SOURCE PASSAGE
☆ ☆ ☆ ☆

Bug 480281

Summary: LTP pselect01 Test Case Failure on S390(x)
Product: Red Hat Enterprise Linux 5 Reporter: Qian Cai <qcai>
Component: kernelAssignee: Red Hat Kernel Manager <kernel-mgr>
Status: CLOSED NOTABUG QA Contact: Red Hat Kernel QE team <kernel-qe>
Severity: low Docs Contact:
Priority: low    
Version: 5.3CC: cward, drepper, jburke, jjarvis, onestero, phan, vmayatsk
Target Milestone: rc   
Target Release: ---   
Hardware: s390x   
OS: Linux   
Whiteboard:
Fixed In Version: Doc Type: Bug Fix
Doc Text:
Story Points: ---
Clone Of: Environment:
Last Closed: 2010-05-18 06:44:37 UTC Type: ---
Regression: --- Mount Type: ---
Documentation: --- CRM:
Verified Versions: Category: ---
oVirt Team: --- RHEL 7.3 requirements from Atomic Host:
Cloudforms Team: --- Target Upstream Version:
Embargoed:
Bug Depends On:    
Bug Blocks: 593196    
Attachments:
Description Flags
simpler reproducer
none
updated simpler reproducer
none
another test-case
none
The outputs of test-case come from comment #6 on a ia64 machine. none

Description Qian Cai 2009-01-16 06:39:03 UTC
Description of problem:
The test case is doing the following on s390(x).

☆ ☆ ☆ ☆

(Dataset entries about object locations)
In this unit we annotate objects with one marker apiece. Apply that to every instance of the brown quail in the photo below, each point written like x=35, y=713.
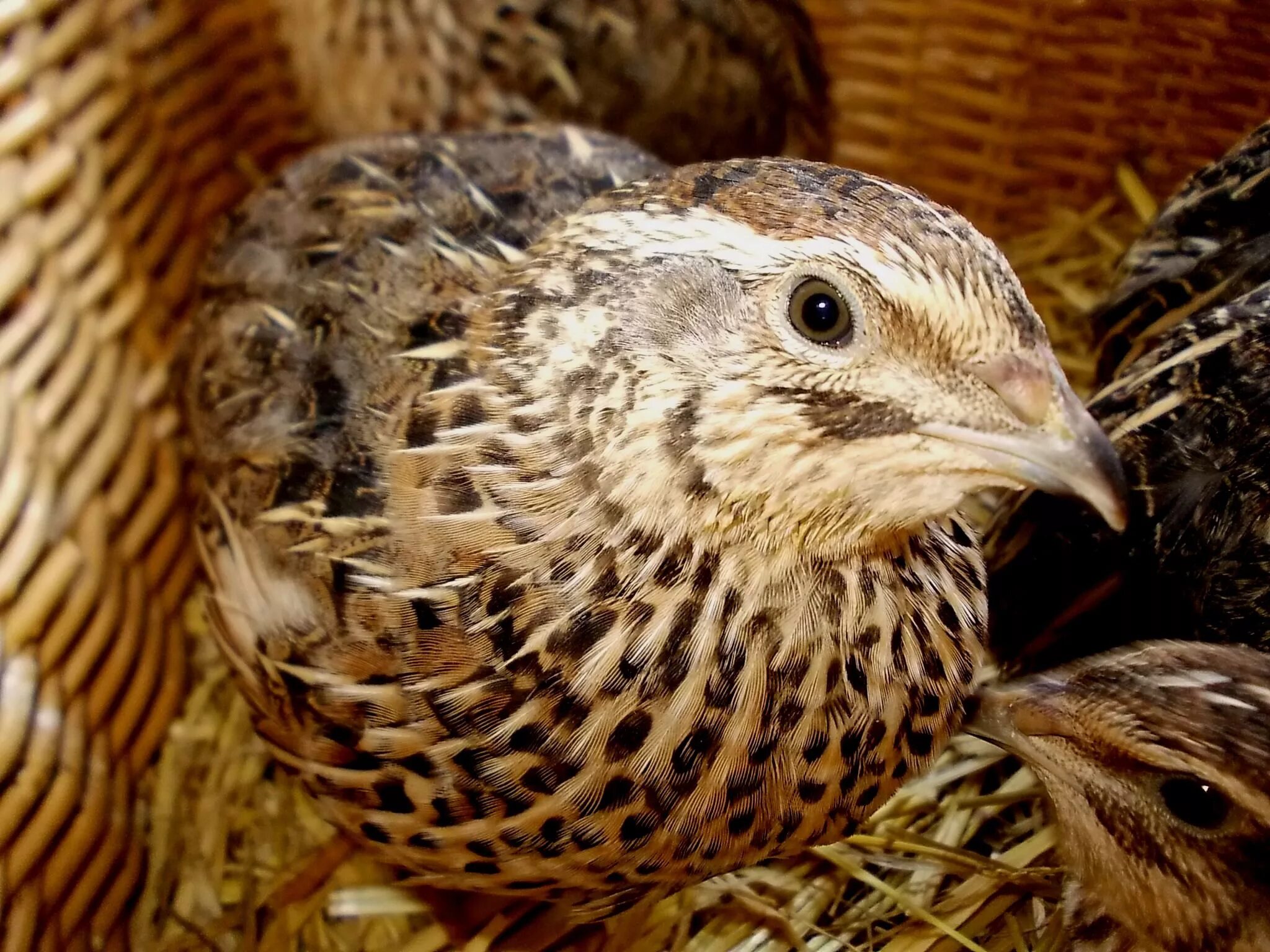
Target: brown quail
x=1156, y=758
x=686, y=79
x=582, y=528
x=1186, y=402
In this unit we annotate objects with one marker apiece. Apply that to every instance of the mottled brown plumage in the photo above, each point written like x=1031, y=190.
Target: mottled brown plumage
x=548, y=544
x=686, y=79
x=1157, y=762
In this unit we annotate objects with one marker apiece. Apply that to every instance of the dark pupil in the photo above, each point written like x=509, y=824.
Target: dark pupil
x=1196, y=803
x=821, y=314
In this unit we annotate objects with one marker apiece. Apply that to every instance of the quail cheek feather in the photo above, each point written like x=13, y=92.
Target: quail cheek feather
x=550, y=549
x=1157, y=760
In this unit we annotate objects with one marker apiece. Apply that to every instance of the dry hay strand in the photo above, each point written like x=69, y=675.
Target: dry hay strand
x=962, y=858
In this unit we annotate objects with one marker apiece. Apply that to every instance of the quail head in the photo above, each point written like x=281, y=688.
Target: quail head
x=582, y=528
x=1189, y=414
x=1156, y=758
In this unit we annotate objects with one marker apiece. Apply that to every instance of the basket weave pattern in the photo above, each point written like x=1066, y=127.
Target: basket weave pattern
x=118, y=127
x=128, y=126
x=1005, y=108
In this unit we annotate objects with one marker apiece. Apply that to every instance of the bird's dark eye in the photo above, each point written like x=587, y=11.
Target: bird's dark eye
x=819, y=314
x=1194, y=801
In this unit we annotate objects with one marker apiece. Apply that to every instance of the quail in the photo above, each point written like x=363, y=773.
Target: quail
x=1186, y=400
x=582, y=528
x=1156, y=759
x=686, y=79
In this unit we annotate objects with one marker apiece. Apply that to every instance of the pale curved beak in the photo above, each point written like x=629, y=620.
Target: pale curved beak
x=1070, y=455
x=1011, y=715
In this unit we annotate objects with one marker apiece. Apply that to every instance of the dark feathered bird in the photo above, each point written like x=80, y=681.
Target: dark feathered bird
x=582, y=528
x=1191, y=418
x=686, y=79
x=1156, y=759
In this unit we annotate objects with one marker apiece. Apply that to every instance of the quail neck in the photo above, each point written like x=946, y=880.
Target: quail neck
x=1156, y=758
x=582, y=528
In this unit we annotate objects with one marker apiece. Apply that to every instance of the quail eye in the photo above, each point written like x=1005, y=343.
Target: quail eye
x=821, y=314
x=1196, y=801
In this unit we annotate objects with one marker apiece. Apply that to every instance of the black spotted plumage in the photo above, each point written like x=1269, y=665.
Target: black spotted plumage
x=1191, y=416
x=531, y=528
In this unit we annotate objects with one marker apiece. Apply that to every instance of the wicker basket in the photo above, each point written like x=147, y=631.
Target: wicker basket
x=1003, y=108
x=128, y=126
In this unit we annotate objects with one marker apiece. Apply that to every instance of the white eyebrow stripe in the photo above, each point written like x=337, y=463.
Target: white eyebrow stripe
x=1212, y=696
x=1191, y=679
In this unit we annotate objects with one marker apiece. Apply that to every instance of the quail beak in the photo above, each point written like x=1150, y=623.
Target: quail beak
x=1062, y=450
x=1010, y=718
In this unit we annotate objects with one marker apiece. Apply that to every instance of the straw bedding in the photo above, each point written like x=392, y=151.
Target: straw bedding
x=962, y=858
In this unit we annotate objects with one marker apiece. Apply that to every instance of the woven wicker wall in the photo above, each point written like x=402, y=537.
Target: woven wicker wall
x=1008, y=107
x=128, y=126
x=118, y=127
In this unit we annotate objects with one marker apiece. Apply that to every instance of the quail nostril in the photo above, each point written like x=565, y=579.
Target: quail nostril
x=1023, y=384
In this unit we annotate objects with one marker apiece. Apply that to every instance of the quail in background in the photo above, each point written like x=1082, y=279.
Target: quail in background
x=1186, y=402
x=582, y=528
x=1156, y=758
x=686, y=79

☆ ☆ ☆ ☆

Summarize the bug report in two sentences.

RESPONSE TO THIS EXERCISE
Bug 480281, filed by Qian Cai on 2009-01-16, reports an LTP pselect01 test case failure on S390(x) in the kernel component of Red Hat Enterprise Linux 5, version 5.3. It has low severity and low priority and was closed as NOTABUG on 2010-05-18.